Copy every line of the material below without changing anything.

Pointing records
— BEGIN —
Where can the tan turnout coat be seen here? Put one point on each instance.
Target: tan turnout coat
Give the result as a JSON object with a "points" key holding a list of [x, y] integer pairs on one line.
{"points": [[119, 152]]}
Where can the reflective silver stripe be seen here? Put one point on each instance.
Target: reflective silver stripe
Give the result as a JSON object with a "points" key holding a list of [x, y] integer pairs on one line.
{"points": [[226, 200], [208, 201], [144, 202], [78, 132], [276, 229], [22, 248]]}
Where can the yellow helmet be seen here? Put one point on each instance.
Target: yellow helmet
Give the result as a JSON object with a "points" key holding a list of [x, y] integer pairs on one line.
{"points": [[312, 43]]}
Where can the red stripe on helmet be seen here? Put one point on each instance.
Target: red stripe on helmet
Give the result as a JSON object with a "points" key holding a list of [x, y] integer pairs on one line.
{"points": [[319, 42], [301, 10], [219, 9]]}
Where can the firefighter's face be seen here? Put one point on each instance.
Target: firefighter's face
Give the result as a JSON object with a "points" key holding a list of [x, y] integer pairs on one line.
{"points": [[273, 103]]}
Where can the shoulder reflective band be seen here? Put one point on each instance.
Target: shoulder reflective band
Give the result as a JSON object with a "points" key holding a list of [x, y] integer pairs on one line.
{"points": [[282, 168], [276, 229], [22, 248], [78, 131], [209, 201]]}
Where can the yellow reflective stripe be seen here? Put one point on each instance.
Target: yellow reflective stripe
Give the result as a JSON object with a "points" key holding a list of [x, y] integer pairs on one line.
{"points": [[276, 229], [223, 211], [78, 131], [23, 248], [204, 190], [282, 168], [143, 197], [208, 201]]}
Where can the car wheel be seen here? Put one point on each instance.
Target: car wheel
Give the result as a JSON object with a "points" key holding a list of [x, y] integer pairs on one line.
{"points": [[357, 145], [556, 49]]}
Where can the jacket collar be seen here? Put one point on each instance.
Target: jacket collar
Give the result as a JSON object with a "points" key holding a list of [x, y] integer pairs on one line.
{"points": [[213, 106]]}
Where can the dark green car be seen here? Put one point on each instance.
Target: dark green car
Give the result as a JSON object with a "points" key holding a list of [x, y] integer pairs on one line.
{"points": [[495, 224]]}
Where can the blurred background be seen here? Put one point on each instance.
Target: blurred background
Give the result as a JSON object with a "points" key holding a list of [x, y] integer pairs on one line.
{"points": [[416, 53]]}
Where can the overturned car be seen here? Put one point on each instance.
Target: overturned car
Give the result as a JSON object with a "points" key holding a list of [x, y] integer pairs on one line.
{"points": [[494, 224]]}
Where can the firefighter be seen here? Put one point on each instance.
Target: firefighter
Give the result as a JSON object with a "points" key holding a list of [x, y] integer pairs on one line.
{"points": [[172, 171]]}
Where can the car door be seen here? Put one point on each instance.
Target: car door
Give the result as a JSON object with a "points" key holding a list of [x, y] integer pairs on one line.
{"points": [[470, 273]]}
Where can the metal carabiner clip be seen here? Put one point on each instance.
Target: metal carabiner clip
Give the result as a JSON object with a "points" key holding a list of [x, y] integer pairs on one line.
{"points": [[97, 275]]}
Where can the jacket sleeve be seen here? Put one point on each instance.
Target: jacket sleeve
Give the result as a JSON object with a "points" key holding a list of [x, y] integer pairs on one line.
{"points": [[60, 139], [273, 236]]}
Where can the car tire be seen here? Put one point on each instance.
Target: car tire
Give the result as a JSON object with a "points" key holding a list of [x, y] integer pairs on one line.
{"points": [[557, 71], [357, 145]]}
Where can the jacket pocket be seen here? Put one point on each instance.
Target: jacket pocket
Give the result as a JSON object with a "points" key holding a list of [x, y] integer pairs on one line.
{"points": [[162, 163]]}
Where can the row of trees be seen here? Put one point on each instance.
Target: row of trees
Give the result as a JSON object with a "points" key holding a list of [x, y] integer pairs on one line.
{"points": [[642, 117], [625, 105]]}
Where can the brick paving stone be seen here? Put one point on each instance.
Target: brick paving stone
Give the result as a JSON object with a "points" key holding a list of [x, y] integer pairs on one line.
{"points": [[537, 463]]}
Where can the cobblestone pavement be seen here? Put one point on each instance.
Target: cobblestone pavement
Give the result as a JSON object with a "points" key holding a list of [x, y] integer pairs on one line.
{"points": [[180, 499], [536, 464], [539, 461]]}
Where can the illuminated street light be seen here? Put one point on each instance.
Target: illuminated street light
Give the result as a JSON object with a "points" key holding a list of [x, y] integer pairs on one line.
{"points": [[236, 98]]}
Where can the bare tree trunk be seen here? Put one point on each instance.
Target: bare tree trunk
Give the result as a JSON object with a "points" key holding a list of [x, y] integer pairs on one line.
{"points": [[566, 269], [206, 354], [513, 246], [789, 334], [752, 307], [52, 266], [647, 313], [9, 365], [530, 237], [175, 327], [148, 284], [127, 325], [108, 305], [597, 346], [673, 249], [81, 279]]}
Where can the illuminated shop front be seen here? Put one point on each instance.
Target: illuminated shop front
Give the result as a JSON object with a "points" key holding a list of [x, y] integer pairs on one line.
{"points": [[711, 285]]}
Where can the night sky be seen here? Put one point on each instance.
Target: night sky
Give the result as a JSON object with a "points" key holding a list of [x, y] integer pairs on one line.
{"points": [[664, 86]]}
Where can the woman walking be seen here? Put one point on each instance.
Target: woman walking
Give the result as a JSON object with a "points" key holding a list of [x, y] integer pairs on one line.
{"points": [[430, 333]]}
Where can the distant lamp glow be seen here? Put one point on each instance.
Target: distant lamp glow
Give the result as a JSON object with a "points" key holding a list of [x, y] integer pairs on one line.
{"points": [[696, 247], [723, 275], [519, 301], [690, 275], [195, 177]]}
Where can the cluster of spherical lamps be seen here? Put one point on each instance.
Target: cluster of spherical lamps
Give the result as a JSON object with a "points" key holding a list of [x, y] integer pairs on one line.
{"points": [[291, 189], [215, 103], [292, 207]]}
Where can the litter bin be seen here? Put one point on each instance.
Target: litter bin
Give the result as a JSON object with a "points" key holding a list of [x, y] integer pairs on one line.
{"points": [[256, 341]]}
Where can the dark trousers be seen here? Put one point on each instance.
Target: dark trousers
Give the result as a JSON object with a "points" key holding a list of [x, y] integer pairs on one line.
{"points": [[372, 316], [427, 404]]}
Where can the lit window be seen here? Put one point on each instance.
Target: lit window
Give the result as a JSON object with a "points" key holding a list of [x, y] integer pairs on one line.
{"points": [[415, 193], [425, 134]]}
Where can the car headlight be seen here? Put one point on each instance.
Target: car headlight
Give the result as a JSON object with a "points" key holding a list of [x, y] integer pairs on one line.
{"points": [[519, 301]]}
— END —
-- The result --
Where can the tan turnout coat be seen here? Put one point on each instance.
Target: tan turnout coat
Give the result as a JSON object with a "points" key holding a list of [x, y] integer pairs on one line.
{"points": [[119, 152]]}
Where can the reflective silver stripe be seen here? Put one point on each instance.
Target: reflective silver stripe
Give the result as a JSON object with a "points" key holding a list of [x, y] integer pairs on one line.
{"points": [[226, 200], [208, 201], [144, 202], [78, 132], [276, 229], [22, 248]]}
Where can the yellow helmet be seen here? Put one point on each instance.
Target: yellow helmet
Give the result as a JSON object with a "points" key holding a list of [x, y] integer pairs on one line.
{"points": [[312, 43]]}
Where can the red stripe on helmet be seen here? Put one point on each instance.
Target: red stripe on helmet
Give the result as a JSON object with a "points" key holding a list of [x, y] integer pairs on one line.
{"points": [[319, 42], [301, 10], [219, 9]]}
Where can the firefighter's face be seen here? Put one point on each instance.
Target: firefighter's face
Give the result as a JSON object with a "points" key holding a list of [x, y] integer pairs on one line.
{"points": [[273, 103]]}
Where can the shoulder reflective band be seen here? Put one point on each instance.
Target: shoulder reflective band
Give the result as a JSON object with a "points" key holding a list of [x, y] integer pairs on one line.
{"points": [[282, 168], [276, 229], [22, 248], [78, 131], [209, 201]]}
Where can the yellow reflective stripe be seen here? Put one point on each instance.
Target: yellow reflective stripe
Give the result as a JSON object with a "points" key holding a list of [x, y] integer pairs on one line.
{"points": [[276, 229], [223, 211], [78, 131], [23, 248], [204, 190], [282, 168], [143, 197], [208, 201]]}
Where can the car wheel be seen here? Put one point on each instance.
Target: car wheel
Give the result as a JSON object with a "points" key holding a list of [x, y] integer pairs on one line.
{"points": [[357, 145], [556, 49]]}
Where can the jacket collar be seen here? Put one point on each instance.
Target: jacket collar
Give the result as a JSON object with a "points" key holding a list of [x, y] integer pairs on one line.
{"points": [[213, 106]]}
Where can the dark green car be seen here? Put one point on each instance.
Target: dark green car
Give the result as a JSON object with a "points" key holding a list of [x, y] integer pairs on one line.
{"points": [[495, 224]]}
Where can the blurred background be seen here? Put one point on each instance.
Target: blurred background
Give the result as a JSON object with a "points" key holding a list of [x, y] integer pairs on one line.
{"points": [[416, 53]]}
Where can the overturned car be seen here? Put one point on each instance.
Target: overturned car
Give the result as a JSON object with a "points" key holding a list of [x, y] integer pairs on one line.
{"points": [[494, 224]]}
Where can the firefighter be seen here? Put one point on each instance.
Target: firefighter
Give the result as a JSON object with a "points" key holding a list of [x, y] integer pairs on one line.
{"points": [[172, 171]]}
Where can the car door be seen here? Put one point on each instance.
Target: car door
Give the result as a JSON object with a "points" key holding a list of [x, y] integer pairs on one line.
{"points": [[470, 273]]}
Where can the metal carabiner clip be seen here? Put one point on each instance.
Target: metal carabiner clip
Give the result as a JSON object with a "points" key holding a list of [x, y] integer pairs on one line.
{"points": [[97, 275]]}
Where can the jacket sleeve be seen here? Put one point on each instance.
Target: jacket sleeve
Give the result as a JSON object with a "points" key holding a list of [x, y] integer pairs on one line.
{"points": [[60, 139], [273, 236]]}
Where can the car tire be seen here? Put one point on each instance.
Target: car tire
Give the result as a JSON object with a "points" key holding a list of [x, y] integer pairs on one line.
{"points": [[557, 71], [357, 145]]}
Where can the jacket pocket be seen here? Put one point on each instance.
Target: jacket pocket
Give the result as a JSON object with a "points" key holding a list of [x, y] integer pairs on one line.
{"points": [[162, 163]]}
Where can the row of trees be seen here? Put one point on each instance.
Target: row of trees
Give the result as a JSON object with a "points" key holding a list of [x, y] integer pairs on one line.
{"points": [[642, 117], [625, 105]]}
Where can the brick paving stone be seen here? Put one point on each instance.
Target: brick paving stone
Give the result as a JSON object with a "points" key holding a list of [x, y] integer pairs on one line.
{"points": [[537, 463]]}
Where can the cobblestone pavement be seen here? Put one point on each instance.
Target: cobblestone pavement
Give the result as a JSON object with a "points" key holding a list of [x, y] integer pairs on one line.
{"points": [[180, 499], [536, 464], [539, 461]]}
Where can the illuminated street light be seen here? Put one point on each instance.
Target: illuminated street light
Give the result as a JSON object with a "points" key holding a list of [x, y] integer pairs on one line.
{"points": [[236, 98]]}
Where can the bare tree trunk be seen here? Put one point on each instance.
Target: bare tree trunk
Give the result as a JSON object with a "points" key holding a list of [x, y] integer pairs on one line.
{"points": [[566, 269], [206, 354], [513, 246], [789, 334], [752, 307], [52, 266], [647, 313], [9, 365], [530, 237], [175, 327], [148, 284], [127, 325], [108, 305], [597, 346], [673, 249], [81, 279]]}
Where can the illuminated shop front be seen here? Put one point on each instance.
Target: illuminated shop front
Give the result as a JSON object with a "points" key holding a list of [x, y] integer pairs on one line.
{"points": [[711, 285]]}
Where can the night sky be seen here? Put one point on each instance.
Target: night sky
Give the result as a JSON object with a "points" key holding a list of [x, y] integer pairs on one line.
{"points": [[664, 86]]}
Where can the woman walking be seen here? Put one point on each instance.
Target: woman walking
Give the result as a JSON object with a "points" key holding a list of [x, y] integer pairs on one line.
{"points": [[430, 333]]}
Where can the distant lamp glow be seen here? Put one point on each instance.
Target: distant lamp glow
Give the result as a JSON object with a "points" key holding a list of [x, y] integer pairs on one line.
{"points": [[696, 247], [723, 275], [519, 301], [690, 275], [195, 177]]}
Where can the cluster of spherical lamps be seen here? Put one point on each instance.
Target: cluster of spherical lamps
Give the result as a JSON object with a "points" key holding a list of [x, y] integer pairs on one line.
{"points": [[291, 189], [215, 103], [292, 207]]}
Where can the litter bin be seen here? Put one point on each instance.
Target: litter bin
Give the result as a JSON object with a "points" key holding a list of [x, y] integer pairs on one line.
{"points": [[256, 341]]}
Where can the dark trousers be seen here? Put one point on each instance.
Target: dark trousers
Give the result as a JSON object with a "points" key holding a list of [x, y] integer pairs on one line.
{"points": [[372, 316], [427, 404]]}
Where can the lit window be seen here? Put one point on each instance.
Target: lit window
Give the result as a JSON object with a "points" key holding a list of [x, y] integer pairs on one line.
{"points": [[415, 193], [425, 134]]}
Where can the car headlight be seen here? Put one point on each instance.
Target: car headlight
Give the result as a JSON object with a "points" key holding a list of [x, y] integer pairs on one line.
{"points": [[519, 301]]}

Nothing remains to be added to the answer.